AIM:
Copy the records below, starting with the line that contains "For every instance of the telescoping" and continuing through the end of the records, leaving out the pictures.

Saved data entries:
====================

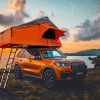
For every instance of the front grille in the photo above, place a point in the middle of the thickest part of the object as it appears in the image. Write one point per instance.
(79, 67)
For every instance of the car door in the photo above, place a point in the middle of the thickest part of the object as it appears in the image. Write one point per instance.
(35, 62)
(20, 60)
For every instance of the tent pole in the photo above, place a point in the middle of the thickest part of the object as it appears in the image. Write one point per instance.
(1, 53)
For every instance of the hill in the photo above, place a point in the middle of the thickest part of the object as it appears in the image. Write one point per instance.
(31, 89)
(91, 52)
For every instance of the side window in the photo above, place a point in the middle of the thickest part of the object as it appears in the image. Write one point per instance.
(20, 54)
(36, 54)
(75, 65)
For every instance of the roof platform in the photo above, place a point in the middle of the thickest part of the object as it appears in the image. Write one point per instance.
(37, 33)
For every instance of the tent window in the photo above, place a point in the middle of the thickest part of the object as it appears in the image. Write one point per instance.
(49, 34)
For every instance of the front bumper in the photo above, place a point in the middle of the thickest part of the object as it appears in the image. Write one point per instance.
(73, 75)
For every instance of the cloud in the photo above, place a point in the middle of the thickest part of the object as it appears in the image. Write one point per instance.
(90, 30)
(40, 13)
(15, 13)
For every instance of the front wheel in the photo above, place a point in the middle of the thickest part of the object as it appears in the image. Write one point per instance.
(18, 73)
(48, 79)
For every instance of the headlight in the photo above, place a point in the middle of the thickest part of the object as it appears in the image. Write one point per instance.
(61, 64)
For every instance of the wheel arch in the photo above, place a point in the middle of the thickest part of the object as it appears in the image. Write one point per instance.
(48, 68)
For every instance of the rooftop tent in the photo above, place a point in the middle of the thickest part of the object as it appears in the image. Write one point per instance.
(38, 33)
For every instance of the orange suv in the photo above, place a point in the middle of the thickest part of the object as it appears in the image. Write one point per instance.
(49, 64)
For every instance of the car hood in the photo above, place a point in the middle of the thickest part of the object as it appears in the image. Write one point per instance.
(62, 60)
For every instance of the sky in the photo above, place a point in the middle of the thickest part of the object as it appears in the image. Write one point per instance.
(80, 17)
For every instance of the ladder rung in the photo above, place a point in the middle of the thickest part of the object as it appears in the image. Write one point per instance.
(10, 64)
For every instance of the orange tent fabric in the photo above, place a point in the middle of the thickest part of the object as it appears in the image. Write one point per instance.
(40, 32)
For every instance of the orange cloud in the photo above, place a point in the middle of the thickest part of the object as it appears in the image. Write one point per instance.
(71, 46)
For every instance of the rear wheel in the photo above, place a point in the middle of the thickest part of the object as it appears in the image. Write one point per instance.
(18, 73)
(48, 78)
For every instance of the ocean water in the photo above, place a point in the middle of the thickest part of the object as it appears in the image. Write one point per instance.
(84, 58)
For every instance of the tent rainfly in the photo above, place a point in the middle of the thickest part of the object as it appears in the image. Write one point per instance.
(38, 33)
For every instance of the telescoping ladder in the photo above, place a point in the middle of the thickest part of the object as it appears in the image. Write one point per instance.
(7, 70)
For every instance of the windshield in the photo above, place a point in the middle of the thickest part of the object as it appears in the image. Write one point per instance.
(52, 54)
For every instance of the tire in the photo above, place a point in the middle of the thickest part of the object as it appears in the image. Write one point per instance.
(18, 73)
(48, 78)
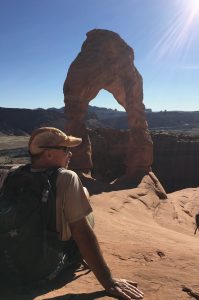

====================

RESULT FOR THIS EXERCISE:
For every instance of the telescoping ladder in the photo above, place a point in the middle of the thickest part of the object as it appears in the image. Write one point per instance.
(7, 70)
For every instance of the windshield in the photo above, place a point in the middle of the thickest part of the object as it appears in the image. Write one point per instance.
(52, 54)
For every instance of the tire in the photo above, place a point in the middle of the thickest part of the object as it appears in the image. Write one point per instance.
(18, 73)
(48, 78)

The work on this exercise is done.